§ **Exercise**:
Print the lines below exactly, beginning with the one that contains "point_to marks one point per instance of the plaid" and stopping after the last line.

§ **Material supplied**:
[Start of section]

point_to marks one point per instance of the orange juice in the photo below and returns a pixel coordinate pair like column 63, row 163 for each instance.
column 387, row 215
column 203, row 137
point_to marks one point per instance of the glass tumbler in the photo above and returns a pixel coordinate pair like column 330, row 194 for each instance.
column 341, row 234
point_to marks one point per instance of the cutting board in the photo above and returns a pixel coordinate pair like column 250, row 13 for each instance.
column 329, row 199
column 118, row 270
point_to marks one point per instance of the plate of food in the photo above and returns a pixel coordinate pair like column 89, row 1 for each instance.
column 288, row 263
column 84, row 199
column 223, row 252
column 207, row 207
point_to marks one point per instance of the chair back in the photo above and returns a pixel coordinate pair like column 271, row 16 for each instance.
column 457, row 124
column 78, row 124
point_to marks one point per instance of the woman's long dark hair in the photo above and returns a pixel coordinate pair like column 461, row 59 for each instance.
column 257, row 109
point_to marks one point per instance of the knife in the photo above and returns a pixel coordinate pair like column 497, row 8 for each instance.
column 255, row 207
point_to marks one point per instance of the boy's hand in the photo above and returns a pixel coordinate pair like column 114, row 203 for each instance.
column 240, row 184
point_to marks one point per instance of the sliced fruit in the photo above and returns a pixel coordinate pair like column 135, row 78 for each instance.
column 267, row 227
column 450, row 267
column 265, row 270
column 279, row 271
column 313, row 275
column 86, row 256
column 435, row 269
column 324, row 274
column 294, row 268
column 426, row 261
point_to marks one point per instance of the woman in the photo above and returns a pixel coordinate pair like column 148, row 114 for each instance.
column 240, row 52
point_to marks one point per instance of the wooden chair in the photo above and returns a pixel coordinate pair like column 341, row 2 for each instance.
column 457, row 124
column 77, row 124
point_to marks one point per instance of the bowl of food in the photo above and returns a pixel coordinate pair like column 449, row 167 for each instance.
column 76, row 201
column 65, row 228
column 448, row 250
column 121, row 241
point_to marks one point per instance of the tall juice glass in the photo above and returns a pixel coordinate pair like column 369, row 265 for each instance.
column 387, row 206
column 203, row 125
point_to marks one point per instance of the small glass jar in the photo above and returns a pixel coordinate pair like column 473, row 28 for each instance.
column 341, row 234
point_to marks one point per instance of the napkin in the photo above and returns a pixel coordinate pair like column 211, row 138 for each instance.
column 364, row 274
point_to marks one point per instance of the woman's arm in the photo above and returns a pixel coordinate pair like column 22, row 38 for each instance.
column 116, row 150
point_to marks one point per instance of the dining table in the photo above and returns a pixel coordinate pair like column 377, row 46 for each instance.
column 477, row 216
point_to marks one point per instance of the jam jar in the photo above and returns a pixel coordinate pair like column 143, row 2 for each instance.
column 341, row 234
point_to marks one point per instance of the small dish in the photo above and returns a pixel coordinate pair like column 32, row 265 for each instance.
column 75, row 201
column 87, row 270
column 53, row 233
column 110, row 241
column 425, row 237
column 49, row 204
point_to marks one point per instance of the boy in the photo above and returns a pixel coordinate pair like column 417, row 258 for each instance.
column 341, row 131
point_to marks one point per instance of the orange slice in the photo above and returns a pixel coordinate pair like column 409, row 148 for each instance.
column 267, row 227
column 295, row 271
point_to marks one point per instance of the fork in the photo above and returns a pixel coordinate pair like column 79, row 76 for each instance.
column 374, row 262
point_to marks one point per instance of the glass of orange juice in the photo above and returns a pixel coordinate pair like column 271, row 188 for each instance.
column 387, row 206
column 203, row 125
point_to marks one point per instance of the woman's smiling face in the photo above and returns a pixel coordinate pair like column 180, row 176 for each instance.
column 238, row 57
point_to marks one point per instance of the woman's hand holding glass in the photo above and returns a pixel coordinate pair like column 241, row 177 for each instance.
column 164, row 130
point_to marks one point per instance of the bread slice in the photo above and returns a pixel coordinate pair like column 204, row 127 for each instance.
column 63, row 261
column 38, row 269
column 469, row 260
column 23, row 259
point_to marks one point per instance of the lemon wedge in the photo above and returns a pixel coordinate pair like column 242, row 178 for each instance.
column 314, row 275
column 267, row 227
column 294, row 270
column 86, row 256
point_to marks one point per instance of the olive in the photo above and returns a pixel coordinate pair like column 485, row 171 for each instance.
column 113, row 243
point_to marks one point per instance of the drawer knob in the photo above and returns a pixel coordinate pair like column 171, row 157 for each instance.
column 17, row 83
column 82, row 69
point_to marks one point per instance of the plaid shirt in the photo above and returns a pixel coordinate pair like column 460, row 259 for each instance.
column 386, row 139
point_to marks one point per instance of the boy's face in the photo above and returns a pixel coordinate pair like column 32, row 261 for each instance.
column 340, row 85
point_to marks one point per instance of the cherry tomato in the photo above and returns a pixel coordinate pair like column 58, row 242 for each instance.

[End of section]

§ **Task answer**:
point_to marks one point per instance of the plaid shirt in the photo above and returns a pixel coordinate pair like column 460, row 259 for each instance.
column 386, row 139
point_to marks one point per instance of the boy's face in the photo above and returns a pixel coordinate pair like column 32, row 261 for each instance.
column 340, row 85
point_to marks one point per instance of the cherry tomato in the photo above and returns a pixel coordinate pair like column 58, row 242 for each instance.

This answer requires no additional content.